In a relatively brief period, we have begun to see a stability that suggests maturity in the security products intended for the mobile market. With bring-your-own-device (BYOD) being the latest market-hype buzzword, one would think that venders would be scrambling for new tools and techniques to handle the onslaught of users insisting on adding their smartphones and tablets to the corporate infrastructure. That, it turns out, does not seem to be the case.
And, it is not for the reasons we might expect - such as the technology not being ready for mobile device security, or mobile devices don't need anything special or, more likely, there isn't a market. None of those things are the case. The real truth seems to be that the venders are looking at evolving requirements, yawning and saying, "Yep... been there, done that." The state of the art in the products we looked at this month is remarkably mature and effective. These are, simply put, a batch of really fine tools, and selecting among them was a difficult task. When one of our products missed a tie for Best Buy because of some nearly trivial improvements to be made to some documentation, you know that the market is the real winner.
Mobile device security addresses several important issues. For example, being able to control the disposition of sensitive information that resides within the enterprise, but can be accessed by a mobile device is very important. This addresses privacy, intellectual property and other confidentiality issues.

DATA LISTING:
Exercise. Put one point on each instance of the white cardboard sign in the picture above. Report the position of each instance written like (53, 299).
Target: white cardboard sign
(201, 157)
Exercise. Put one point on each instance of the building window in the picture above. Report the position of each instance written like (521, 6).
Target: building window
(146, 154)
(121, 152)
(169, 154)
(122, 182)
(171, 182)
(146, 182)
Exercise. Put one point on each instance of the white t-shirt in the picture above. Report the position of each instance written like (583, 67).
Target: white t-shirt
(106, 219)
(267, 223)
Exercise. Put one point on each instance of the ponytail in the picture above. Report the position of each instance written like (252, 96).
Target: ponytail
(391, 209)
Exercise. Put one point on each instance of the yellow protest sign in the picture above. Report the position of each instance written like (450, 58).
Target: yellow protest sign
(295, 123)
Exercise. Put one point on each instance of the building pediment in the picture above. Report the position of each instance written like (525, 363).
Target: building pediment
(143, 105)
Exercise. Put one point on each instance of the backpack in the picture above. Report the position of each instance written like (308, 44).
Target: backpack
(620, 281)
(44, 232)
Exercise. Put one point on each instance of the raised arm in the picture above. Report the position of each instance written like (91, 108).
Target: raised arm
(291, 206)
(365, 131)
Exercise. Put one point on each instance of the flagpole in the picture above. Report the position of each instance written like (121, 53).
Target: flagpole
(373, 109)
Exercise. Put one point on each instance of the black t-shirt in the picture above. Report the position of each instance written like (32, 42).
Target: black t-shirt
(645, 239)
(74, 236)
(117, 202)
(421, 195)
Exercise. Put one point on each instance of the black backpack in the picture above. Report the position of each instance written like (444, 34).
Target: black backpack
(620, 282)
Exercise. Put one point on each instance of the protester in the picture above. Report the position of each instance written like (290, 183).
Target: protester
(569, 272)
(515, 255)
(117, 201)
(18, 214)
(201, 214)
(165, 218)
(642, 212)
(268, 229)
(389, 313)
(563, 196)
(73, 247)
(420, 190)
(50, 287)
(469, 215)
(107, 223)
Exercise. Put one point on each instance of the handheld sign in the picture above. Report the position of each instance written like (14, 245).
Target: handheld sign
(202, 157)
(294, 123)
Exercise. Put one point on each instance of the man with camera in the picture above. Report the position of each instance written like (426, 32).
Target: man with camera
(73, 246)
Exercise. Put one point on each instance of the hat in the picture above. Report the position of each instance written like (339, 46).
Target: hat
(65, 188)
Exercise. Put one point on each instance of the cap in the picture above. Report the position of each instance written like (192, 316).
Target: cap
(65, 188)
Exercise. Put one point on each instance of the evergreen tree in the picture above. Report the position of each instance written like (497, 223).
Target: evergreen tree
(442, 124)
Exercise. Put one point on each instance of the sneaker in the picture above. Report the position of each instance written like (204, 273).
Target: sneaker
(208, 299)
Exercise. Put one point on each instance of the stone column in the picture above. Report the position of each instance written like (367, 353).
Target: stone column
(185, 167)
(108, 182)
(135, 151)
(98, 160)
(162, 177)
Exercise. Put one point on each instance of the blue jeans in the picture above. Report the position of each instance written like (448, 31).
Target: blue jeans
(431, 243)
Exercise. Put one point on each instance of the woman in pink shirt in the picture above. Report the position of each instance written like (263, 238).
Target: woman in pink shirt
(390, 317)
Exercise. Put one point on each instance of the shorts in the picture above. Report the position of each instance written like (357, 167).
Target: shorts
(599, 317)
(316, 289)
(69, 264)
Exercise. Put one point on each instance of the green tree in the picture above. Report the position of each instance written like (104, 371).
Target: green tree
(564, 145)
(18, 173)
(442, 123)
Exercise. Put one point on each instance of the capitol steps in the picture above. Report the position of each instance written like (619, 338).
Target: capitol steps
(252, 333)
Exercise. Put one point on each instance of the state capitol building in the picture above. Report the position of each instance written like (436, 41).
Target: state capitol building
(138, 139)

EXERCISE INSTRUCTIONS: Could you reproduce the full passage on mobile device security products word for word?

EXERCISE ANSWER:
In a relatively brief period, we have begun to see a stability that suggests maturity in the security products intended for the mobile market. With bring-your-own-device (BYOD) being the latest market-hype buzzword, one would think that venders would be scrambling for new tools and techniques to handle the onslaught of users insisting on adding their smartphones and tablets to the corporate infrastructure. That, it turns out, does not seem to be the case.
And, it is not for the reasons we might expect - such as the technology not being ready for mobile device security, or mobile devices don't need anything special or, more likely, there isn't a market. None of those things are the case. The real truth seems to be that the venders are looking at evolving requirements, yawning and saying, "Yep... been there, done that." The state of the art in the products we looked at this month is remarkably mature and effective. These are, simply put, a batch of really fine tools, and selecting among them was a difficult task. When one of our products missed a tie for Best Buy because of some nearly trivial improvements to be made to some documentation, you know that the market is the real winner.
Mobile device security addresses several important issues. For example, being able to control the disposition of sensitive information that resides within the enterprise, but can be accessed by a mobile device is very important. This addresses privacy, intellectual property and other confidentiality issues.